▸ **Page text**
==================================================

16 Safety & Training Tips for Taking your Dog to Outdoor Events this Summer

Outdoor Events
We were on vacation one year and enjoying dinner on the deck of this beautiful restaurant when a couple came to sit next to us with 5 very large dogs in tow. As much as my husband and I love dogs, we couldn’t help but feel that maybe 5 large dogs was a little excessive and perhaps took advantage of the restaurant’s “pet-friendly” policy. We were pleasantly surprised when the 5 dogs walked quietly and gently through the maze of tables, and then immediately planted themselves at their owner’s feet. That was the end of that. No noise, no whining, no begging, no barking, no tugging of the leashes, no sniffing the neighbors. Just 5 clean, calm, very well behaved dogs, enjoying an outing with their humans. When others approached the table to greet the dogs, they were friendly and well-mannered. It was refreshing.

Dogs are becoming more widely accepted in public venues, especially in our area. Training has been increasingly in demand as people realize the importance of having a well-behaved and well-socialized dog. The result has been more and more positive interactions with our 4-legged friends in public. But all it takes is one bad apple to spoil the bunch. We know you don’t want your dog to be the one bad apple. If you plan on your dog accompanying you to public, outdoor events this summer, there are a few safety and dog training tips you need to keep in mind.

16 Dog Safety & Training Tips for Outdoor Events

  • Basic obedience is a MUST. Sit, stay, and down are 3 commands that should be second nature to your dog before you ever take him out in public.
  • Just as important is that your dog must be able to walk properly on a leash. Avoid using a retractable leash as control is imperative.
  • Realize that some people are afraid of dogs, so never allow your dog to approach another person uninvited.
  • Likewise, never let your dog approach another dog without asking the owner. It’s dangerous to assume that every dog is friendly and social.
  • No jumping…. on people, on other dogs, or on tables.

==================================================

▸ **Extracted records**
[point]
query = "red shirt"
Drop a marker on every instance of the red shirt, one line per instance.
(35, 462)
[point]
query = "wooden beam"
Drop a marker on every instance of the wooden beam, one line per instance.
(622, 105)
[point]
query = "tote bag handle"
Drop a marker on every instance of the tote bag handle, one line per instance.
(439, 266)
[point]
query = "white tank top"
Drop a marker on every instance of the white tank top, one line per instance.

==================================================

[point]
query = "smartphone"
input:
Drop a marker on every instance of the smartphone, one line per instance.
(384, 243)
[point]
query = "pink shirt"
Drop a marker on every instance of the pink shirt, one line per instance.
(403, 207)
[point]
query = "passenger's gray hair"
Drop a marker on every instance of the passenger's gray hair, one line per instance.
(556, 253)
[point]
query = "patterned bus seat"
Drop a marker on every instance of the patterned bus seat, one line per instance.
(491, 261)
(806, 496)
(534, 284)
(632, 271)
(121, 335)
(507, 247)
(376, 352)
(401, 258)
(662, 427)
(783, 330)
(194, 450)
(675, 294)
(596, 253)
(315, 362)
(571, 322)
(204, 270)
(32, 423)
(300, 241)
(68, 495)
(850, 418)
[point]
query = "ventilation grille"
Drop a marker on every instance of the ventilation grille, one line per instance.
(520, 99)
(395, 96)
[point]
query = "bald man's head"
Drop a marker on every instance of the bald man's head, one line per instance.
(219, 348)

==================================================

▸ **Your tasks**
(1) From the article on taking dogs to outdoor events, extract the passage from "Dogs are becoming" to "control is imperative.".
(2) Answer these questions using the article on taking dogs to outdoor events.
(a) How many dogs did the couple at the restaurant have with them?
(b) Which three commands should be second nature to a dog before it goes out in public?
(c) What kind of leash does the article say to avoid?

▸ **Task-by-task outputs**
(1)
Dogs are becoming more widely accepted in public venues, especially in our area. Training has been increasingly in demand as people realize the importance of having a well-behaved and well-socialized dog. The result has been more and more positive interactions with our 4-legged friends in public. But all it takes is one bad apple to spoil the bunch. We know you don’t want your dog to be the one bad apple. If you plan on your dog accompanying you to public, outdoor events this summer, there are a few safety and dog training tips you need to keep in mind.

16 Dog Safety & Training Tips for Outdoor Events

  • Basic obedience is a MUST. Sit, stay, and down are 3 commands that should be second nature to your dog before you ever take him out in public.
  • Just as important is that your dog must be able to walk properly on a leash. Avoid using a retractable leash as control is imperative.

(2)
(a) 5 very large dogs
(b) Sit, stay, and down
(c) A retractable leash